Document segment:
....
It’s an infection that originates as an ulcer somewhere on the body such as the genital region. Untreated syphilis can lead to heart, spinal cord or brain damage. For those who think, no big deal – well, it really is!
Syphilis is extremely harmful to everybody including pregnant women who have undetected syphilis. The disease can spread to the unborn child, leading to major complications and even stillbirths.
The infection is spread through unprotected sex – oral, anal and vaginal – with an infected partner. If having sex with an infected partner or with someone unknown, it’s imperative to use condoms. It can also be spread by getting close to someone with active sores. Again, a pregnant woman can spread it to her unborn child.
In the first stage, an infected person will get a painless ulcer known as chancre, typically on the vagina, anus, penis and balls. Since it is painless, most people don’t typically notice or think there’s nothing to be concerned with. However, the second stage can lead to rashes, usually on your hands and feet. You may also experience other symptoms like headaches, hair loss, weight loss, sore throat and fever. In the third (latent) stage, it can lead to little or no symptoms. In the final stage, it can cause heart problems, neurological problems and soft, non-cancerous growths.
....
Answer these questions from the syphilis text:
(a) What parts of the body can untreated syphilis damage?
(b) Besides unprotected sex, how else can the infection spread?
(c) What is the painless ulcer of the first stage called?
....
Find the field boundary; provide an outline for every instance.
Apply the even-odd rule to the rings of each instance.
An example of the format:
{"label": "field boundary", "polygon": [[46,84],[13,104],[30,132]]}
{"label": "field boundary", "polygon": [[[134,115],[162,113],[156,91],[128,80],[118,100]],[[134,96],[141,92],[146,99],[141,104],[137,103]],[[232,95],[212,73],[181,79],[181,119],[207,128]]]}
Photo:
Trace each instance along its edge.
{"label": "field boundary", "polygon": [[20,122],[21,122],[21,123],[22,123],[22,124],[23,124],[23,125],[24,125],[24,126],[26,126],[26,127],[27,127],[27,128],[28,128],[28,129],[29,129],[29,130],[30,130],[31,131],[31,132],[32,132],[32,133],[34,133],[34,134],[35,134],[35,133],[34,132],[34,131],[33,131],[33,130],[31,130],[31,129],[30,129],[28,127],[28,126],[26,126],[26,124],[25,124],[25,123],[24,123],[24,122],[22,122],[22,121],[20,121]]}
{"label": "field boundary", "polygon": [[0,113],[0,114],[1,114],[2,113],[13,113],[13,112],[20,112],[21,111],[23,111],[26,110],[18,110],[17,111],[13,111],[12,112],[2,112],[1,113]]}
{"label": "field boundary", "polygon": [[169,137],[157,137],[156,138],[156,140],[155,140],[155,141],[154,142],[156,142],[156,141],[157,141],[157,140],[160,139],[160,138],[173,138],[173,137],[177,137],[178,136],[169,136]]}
....
Finished task:
(a) The heart, spinal cord or brain.
(b) By getting close to someone with active sores, and from a pregnant woman to her unborn child.
(c) A chancre.